§ **Exercise instructions**:
Nothing outside the range is wanted. Repeat exactly the lines below from the one with "drop a point: the woman in swimsuit" through the one with "drop a point: the person climbing rock".

§ **Supplied data**:
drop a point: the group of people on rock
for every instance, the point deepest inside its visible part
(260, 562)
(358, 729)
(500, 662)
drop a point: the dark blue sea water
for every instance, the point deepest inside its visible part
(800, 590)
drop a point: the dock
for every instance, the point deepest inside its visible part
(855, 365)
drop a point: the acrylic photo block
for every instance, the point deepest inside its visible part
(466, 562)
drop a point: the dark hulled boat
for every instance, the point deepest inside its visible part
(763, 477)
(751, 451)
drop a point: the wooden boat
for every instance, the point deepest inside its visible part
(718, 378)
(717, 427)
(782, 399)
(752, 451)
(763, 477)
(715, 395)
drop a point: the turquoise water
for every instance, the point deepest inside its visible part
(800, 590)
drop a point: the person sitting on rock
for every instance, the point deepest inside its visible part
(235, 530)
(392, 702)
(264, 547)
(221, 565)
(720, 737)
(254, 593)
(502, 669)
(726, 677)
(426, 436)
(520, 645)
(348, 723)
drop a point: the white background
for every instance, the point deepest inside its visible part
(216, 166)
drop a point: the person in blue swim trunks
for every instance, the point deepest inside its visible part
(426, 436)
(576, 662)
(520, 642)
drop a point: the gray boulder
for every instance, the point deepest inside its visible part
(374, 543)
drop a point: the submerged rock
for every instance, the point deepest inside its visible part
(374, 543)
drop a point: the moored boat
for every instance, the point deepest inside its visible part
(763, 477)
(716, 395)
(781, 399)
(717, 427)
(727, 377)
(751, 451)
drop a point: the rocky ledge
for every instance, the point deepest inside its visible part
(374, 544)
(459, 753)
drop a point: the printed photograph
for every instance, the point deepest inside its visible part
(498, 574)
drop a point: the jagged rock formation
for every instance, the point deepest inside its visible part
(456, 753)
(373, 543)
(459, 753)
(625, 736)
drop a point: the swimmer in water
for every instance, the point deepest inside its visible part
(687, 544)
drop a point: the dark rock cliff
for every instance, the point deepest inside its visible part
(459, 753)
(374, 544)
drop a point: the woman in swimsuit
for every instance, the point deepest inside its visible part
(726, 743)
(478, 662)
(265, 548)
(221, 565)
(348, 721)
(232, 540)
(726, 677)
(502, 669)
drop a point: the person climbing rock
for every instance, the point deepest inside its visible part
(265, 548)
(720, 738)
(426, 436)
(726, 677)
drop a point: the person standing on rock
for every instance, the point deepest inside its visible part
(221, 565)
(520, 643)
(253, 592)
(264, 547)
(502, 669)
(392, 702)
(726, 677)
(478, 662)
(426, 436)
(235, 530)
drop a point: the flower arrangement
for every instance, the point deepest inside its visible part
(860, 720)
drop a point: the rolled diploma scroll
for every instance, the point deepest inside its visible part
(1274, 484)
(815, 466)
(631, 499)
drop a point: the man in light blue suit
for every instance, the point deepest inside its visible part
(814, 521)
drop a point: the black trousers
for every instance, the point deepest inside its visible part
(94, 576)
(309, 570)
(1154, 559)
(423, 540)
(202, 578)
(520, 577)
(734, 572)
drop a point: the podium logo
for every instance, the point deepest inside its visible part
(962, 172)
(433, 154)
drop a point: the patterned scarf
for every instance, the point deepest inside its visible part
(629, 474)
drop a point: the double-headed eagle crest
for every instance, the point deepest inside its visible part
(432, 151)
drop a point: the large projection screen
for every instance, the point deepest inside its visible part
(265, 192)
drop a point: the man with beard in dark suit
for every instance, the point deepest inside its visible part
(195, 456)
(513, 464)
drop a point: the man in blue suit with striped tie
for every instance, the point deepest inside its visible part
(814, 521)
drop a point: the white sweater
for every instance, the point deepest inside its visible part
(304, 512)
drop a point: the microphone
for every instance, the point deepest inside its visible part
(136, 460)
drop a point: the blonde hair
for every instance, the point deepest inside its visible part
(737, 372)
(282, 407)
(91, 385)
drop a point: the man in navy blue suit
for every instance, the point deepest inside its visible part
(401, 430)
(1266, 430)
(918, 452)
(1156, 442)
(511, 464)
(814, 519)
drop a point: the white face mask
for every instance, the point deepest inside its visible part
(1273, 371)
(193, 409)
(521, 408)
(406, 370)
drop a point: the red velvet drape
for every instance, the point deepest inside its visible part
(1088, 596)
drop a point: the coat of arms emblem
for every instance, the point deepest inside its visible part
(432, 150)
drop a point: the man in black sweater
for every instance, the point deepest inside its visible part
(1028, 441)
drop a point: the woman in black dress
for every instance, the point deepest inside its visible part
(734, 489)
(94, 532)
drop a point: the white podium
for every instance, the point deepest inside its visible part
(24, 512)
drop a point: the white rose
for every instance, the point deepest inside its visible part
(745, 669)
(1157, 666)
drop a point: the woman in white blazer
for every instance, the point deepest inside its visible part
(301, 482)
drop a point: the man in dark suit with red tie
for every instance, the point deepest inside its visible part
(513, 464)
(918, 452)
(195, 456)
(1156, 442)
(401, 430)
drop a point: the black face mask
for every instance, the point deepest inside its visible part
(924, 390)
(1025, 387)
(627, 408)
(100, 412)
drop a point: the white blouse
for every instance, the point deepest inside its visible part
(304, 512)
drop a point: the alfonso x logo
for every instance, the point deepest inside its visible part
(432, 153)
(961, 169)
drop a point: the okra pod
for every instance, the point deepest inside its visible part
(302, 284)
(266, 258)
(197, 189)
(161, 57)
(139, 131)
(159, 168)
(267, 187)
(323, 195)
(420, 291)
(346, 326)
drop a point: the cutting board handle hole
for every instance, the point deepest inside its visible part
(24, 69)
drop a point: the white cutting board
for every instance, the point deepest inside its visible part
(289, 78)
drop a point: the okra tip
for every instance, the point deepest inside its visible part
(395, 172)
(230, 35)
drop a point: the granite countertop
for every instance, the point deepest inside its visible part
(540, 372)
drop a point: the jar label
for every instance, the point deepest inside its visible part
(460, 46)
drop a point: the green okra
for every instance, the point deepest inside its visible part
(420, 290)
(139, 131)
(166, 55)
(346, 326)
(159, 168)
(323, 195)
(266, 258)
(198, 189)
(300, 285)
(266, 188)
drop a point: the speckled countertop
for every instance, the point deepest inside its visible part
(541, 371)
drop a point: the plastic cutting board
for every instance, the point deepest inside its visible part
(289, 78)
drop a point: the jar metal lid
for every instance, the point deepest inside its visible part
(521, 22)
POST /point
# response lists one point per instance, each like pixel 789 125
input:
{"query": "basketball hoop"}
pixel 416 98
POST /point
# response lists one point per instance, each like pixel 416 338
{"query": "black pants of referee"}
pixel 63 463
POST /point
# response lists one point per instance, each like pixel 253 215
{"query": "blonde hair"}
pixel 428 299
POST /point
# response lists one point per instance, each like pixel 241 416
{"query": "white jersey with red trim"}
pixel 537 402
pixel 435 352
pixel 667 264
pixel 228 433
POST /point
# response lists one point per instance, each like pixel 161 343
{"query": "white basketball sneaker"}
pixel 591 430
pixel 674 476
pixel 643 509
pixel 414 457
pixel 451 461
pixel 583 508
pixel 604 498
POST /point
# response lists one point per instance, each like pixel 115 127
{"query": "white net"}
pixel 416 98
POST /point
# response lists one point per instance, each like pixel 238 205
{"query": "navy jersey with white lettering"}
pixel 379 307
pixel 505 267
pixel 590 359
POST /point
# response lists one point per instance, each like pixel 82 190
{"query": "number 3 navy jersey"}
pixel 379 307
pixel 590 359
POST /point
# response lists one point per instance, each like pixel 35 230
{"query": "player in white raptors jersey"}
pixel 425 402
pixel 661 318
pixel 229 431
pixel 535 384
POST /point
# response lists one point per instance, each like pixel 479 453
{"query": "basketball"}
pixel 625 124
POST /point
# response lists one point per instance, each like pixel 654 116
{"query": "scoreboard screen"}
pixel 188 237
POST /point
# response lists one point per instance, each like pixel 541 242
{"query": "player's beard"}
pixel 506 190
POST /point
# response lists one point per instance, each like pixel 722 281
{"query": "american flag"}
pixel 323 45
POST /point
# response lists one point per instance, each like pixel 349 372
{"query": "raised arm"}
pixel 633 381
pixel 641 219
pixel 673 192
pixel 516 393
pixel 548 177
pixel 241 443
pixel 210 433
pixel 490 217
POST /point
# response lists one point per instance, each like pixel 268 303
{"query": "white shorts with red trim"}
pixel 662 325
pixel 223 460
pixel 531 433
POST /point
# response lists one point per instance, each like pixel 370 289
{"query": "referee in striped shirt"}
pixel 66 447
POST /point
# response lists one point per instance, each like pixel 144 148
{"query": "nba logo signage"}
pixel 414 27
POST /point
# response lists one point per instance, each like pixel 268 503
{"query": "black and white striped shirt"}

§ **Response below**:
drop a point: the woman in swimsuit
for every instance, the point deepest inside its visible part
(726, 743)
(478, 662)
(265, 548)
(221, 565)
(348, 721)
(232, 540)
(726, 677)
(502, 669)
drop a point: the person climbing rock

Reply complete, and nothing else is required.